EXERCISE –
Every entry must appear in the answer exactly as written.

Start of DATA TO EXAMINE

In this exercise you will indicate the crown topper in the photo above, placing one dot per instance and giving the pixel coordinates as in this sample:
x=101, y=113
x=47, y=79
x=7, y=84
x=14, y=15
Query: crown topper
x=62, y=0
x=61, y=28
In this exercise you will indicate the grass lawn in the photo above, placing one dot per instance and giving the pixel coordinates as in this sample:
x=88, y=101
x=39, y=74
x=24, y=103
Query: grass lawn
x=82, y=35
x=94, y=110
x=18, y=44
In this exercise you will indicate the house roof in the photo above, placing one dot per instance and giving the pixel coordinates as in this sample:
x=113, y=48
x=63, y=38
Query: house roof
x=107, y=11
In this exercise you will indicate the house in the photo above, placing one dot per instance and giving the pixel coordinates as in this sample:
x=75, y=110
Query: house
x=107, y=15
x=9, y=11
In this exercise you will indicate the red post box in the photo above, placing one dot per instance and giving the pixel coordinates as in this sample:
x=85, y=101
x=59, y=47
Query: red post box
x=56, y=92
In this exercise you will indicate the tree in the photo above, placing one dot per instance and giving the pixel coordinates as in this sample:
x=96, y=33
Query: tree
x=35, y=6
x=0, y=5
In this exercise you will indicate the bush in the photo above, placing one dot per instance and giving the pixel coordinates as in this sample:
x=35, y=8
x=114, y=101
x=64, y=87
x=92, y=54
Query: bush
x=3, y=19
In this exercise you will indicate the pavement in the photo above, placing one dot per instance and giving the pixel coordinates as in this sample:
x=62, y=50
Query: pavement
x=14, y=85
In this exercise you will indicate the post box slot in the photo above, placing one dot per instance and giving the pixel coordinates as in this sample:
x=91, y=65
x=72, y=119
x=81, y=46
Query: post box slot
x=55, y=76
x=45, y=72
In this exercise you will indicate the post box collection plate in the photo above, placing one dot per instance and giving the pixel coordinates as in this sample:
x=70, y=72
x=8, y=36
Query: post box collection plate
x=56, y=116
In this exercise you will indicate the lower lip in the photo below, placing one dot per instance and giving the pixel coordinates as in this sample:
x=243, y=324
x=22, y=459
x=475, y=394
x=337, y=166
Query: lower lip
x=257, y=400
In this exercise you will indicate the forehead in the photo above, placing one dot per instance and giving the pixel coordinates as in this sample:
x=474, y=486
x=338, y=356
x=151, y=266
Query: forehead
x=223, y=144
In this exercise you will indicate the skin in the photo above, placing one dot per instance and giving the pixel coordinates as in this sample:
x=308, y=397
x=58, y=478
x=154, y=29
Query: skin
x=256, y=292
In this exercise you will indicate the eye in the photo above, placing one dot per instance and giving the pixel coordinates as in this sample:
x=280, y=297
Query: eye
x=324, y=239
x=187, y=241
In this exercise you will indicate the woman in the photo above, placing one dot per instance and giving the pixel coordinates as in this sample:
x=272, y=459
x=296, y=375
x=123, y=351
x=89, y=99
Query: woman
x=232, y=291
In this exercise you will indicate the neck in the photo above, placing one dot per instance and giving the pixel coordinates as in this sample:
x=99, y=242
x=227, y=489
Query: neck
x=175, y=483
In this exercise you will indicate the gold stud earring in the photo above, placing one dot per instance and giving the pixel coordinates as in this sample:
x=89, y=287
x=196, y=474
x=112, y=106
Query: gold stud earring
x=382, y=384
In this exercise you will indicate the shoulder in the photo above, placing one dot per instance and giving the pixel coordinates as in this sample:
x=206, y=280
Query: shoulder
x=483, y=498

End of DATA TO EXAMINE

TASK OUTPUT –
In this exercise you will indicate the crown topper in the photo above, placing one dot per instance and giving the pixel coordinates as in this sample:
x=101, y=113
x=47, y=79
x=7, y=84
x=14, y=15
Query: crown topper
x=62, y=0
x=61, y=28
In this exercise you will indicate the grass lawn in the photo above, placing one dot per instance and giving the pixel coordinates as in this sample:
x=88, y=101
x=39, y=74
x=24, y=103
Query: grass lawn
x=82, y=35
x=94, y=110
x=18, y=44
In this exercise you will indicate the house roof in the photo above, placing one dot per instance and giving the pixel coordinates as in this sample:
x=113, y=48
x=63, y=38
Query: house roof
x=107, y=11
In this exercise you will indicate the house in the photo above, placing one dot per instance and giving the pixel coordinates as in this sample:
x=75, y=110
Query: house
x=107, y=15
x=9, y=11
In this exercise you will indicate the red post box in the photo above, placing one dot per instance and giving the pixel coordinates as in this sample:
x=85, y=101
x=59, y=47
Query: red post box
x=56, y=92
In this exercise you will indicate the tree in the photo above, placing one dot per instance and giving the pixel coordinates as in this sample:
x=96, y=33
Query: tree
x=35, y=6
x=0, y=5
In this exercise you will indicate the bush in the photo above, placing one dot per instance and giving the pixel coordinates as in this sample:
x=35, y=8
x=114, y=101
x=64, y=87
x=92, y=54
Query: bush
x=3, y=19
In this exercise you will indicate the pavement in the photo above, placing one dot per instance and giving the pixel coordinates as in this sample:
x=62, y=50
Query: pavement
x=14, y=85
In this exercise you will indicate the post box slot in the photo above, placing one dot per instance and giving the pixel coordinates as in this sample:
x=91, y=65
x=72, y=119
x=81, y=46
Query: post box slot
x=55, y=76
x=45, y=72
In this exercise you will indicate the post box collection plate in the photo above, placing one dot per instance and giving the pixel coordinates as in this sample:
x=70, y=72
x=8, y=36
Query: post box collection plate
x=56, y=116
In this exercise you will indicate the lower lip in the photo below, placing one dot per instance and giving the pixel coordinates as in this sample:
x=243, y=324
x=22, y=459
x=475, y=394
x=337, y=166
Query: lower lip
x=257, y=400
In this exercise you will indicate the forehead in the photo above, placing one dot per instance and giving the pixel coordinates as in this sample:
x=474, y=486
x=338, y=356
x=151, y=266
Query: forehead
x=223, y=144
In this exercise you will indicate the skin in the photo above, placing one dot per instance and giving the pixel coordinates as in this sample:
x=308, y=397
x=58, y=478
x=154, y=29
Query: skin
x=256, y=292
In this exercise you will indicate the eye in the photo above, placing one dot per instance and giving the pixel coordinates as in this sample:
x=280, y=297
Query: eye
x=324, y=239
x=187, y=241
In this exercise you will indicate the woman in the photo above, placing one dot per instance and giving the pixel coordinates as in this sample:
x=272, y=459
x=296, y=375
x=123, y=351
x=89, y=99
Query: woman
x=232, y=291
In this exercise you will indicate the neck in the photo above, placing one dot per instance and giving the pixel coordinates as in this sample:
x=99, y=242
x=227, y=489
Query: neck
x=175, y=483
In this exercise you will indicate the gold stud earring in the photo above, placing one dot per instance and giving the pixel coordinates as in this sample:
x=89, y=287
x=196, y=474
x=112, y=106
Query: gold stud earring
x=382, y=384
In this exercise you will indicate the shoulder in the photo above, placing one dot per instance and giving the pixel coordinates as in this sample:
x=206, y=280
Query: shoulder
x=483, y=498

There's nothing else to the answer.